▶ **About this task**: What is needed is the number of lines below that contain the string "instance", with no other text.

▶ **Records shown**:
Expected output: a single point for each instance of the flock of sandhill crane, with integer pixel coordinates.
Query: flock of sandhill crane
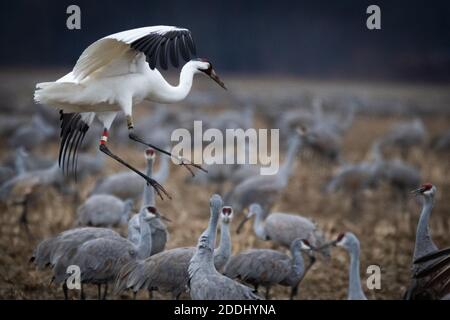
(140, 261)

...

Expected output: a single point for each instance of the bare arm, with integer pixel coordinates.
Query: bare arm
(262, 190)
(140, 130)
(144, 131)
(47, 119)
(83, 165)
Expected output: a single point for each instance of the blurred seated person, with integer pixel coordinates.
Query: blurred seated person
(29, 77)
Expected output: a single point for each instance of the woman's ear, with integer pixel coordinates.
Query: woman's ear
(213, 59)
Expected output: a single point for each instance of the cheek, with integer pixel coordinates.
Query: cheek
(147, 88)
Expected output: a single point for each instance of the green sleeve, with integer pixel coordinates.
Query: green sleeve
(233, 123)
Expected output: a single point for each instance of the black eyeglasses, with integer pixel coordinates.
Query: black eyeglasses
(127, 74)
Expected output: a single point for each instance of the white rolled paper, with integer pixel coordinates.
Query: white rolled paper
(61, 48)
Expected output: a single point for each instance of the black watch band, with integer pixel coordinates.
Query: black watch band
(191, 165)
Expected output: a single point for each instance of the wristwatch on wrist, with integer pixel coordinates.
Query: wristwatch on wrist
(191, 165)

▶ **Exercise output**: 10